Exercise instructions — Print the lines of the records starting at the line that contains "Return the mask of every instance of the <item>red" and ending with the last line of the records, both included, exactly as they appear.

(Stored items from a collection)
## start

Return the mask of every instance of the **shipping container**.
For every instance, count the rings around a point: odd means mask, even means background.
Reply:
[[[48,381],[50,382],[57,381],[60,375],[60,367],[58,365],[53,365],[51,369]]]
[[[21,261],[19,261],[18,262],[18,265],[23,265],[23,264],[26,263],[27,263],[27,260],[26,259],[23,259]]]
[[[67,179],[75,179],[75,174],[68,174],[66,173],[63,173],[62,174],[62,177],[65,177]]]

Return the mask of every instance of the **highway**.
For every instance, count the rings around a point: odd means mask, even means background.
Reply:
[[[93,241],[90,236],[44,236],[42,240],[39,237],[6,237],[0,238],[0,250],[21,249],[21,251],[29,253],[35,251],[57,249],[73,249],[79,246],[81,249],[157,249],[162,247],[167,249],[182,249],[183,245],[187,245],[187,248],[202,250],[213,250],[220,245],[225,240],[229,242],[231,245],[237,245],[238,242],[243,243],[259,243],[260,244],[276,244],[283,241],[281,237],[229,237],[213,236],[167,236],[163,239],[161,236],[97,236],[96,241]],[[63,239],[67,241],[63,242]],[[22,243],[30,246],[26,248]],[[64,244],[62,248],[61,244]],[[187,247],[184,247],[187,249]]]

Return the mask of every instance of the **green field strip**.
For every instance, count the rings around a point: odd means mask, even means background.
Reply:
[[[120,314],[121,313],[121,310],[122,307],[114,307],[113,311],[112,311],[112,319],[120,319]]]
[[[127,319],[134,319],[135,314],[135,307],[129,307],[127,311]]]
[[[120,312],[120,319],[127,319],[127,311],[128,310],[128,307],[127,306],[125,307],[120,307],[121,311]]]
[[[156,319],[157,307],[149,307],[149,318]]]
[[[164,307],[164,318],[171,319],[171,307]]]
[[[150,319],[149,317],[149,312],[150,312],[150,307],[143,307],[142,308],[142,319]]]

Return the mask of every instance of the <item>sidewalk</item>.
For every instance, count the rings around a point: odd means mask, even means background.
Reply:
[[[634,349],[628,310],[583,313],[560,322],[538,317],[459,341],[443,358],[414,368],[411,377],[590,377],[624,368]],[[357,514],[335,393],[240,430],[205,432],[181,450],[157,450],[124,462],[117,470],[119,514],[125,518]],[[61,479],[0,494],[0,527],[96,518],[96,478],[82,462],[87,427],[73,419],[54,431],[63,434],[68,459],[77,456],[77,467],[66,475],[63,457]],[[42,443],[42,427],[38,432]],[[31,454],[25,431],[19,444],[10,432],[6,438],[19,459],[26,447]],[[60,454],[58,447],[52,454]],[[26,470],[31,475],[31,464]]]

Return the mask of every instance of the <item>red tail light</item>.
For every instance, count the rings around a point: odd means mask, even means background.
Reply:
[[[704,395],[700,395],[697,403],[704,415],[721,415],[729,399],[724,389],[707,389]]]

## end

Task output —
Return the mask of every instance of the <item>red tail light</item>.
For every instance, count the rings around a point: odd means mask, even means background.
Reply:
[[[704,395],[700,395],[697,403],[704,415],[721,415],[729,399],[724,389],[707,389]]]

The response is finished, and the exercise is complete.